▸ **PROBLEM TO WORK ON**: Output, word for word, every line from the line with "of the plant" through the final line of the data below.

— start of DATA TO USE —

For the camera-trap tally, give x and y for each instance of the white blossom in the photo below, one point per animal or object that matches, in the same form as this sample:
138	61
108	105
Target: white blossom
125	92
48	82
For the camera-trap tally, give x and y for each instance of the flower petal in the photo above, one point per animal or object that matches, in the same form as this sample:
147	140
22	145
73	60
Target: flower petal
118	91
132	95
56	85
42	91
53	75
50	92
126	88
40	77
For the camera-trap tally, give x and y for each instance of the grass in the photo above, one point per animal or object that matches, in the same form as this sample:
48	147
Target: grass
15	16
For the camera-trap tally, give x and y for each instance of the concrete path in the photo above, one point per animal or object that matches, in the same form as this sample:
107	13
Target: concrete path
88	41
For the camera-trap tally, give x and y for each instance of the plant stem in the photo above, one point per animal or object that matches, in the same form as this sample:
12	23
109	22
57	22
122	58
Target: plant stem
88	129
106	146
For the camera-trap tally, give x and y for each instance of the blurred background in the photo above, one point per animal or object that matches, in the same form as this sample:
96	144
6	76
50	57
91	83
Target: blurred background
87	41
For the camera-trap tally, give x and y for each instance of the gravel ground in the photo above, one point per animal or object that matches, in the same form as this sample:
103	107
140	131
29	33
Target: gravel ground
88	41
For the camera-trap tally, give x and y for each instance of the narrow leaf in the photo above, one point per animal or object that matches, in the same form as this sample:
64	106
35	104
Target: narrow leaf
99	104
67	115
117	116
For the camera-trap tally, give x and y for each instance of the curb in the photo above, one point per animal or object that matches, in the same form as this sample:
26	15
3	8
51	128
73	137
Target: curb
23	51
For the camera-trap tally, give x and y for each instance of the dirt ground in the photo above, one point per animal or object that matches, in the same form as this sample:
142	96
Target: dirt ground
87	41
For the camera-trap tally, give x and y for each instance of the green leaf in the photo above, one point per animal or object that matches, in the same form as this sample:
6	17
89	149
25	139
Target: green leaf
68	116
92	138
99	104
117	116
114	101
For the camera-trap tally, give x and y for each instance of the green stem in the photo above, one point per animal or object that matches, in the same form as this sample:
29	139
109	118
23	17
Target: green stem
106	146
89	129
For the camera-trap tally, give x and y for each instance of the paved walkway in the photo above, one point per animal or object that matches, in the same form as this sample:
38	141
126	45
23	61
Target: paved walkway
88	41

— end of DATA TO USE —

▸ **RESULT**:
For the camera-trap tally, give x and y for each instance of the plant stem in the photo above, one point per animal or object that matches, in the same form as this sample:
12	23
109	22
57	22
122	58
Target: plant stem
88	129
106	146
For the camera-trap tally, give x and y for each instance of the blurred background in the photo above, one point per animal or object that matches, in the same form as this sample:
96	144
6	76
50	57
91	83
Target: blurred background
87	41
For the camera-trap tally, give x and y for each instance of the gravel ground in the photo above, one point per animal or object that matches, in the same form as this sample:
103	107
140	131
29	33
Target: gravel ground
88	41
For the camera-trap tally, give x and y for each instance of the narrow leaf in the photo above, one point per animal or object that matches, in the same form as this sample:
64	106
35	104
Target: narrow leaf
99	104
67	115
117	116
For the camera-trap tally, give x and y for each instance of the curb in the photo above, one point per animal or object that matches, in the same form as this sample:
26	15
3	8
51	128
73	137
Target: curb
23	51
For the camera-trap tally, give x and y for each instance of the dirt ground in the photo above, one point per animal or object that matches, in the same form as this sample:
142	96
Target: dirt ground
87	41
For the camera-trap tally, give x and y for each instance of the green leaf in the photo above, one point per animal or object that matches, in the same form as this sample:
6	17
89	149
25	139
Target: green leaf
68	116
92	138
99	104
117	116
114	101
For the camera-trap tally, give x and y for each instance of the green stem in the photo above, one point per animal or object that matches, in the same form as this sample:
29	139
109	118
23	17
Target: green stem
106	146
89	129
For the camera-trap tally, give x and y for each instance of the paved walkway in the photo above, one point per animal or object that matches, in the same form as this sample:
38	141
126	45
23	61
Target: paved walkway
88	41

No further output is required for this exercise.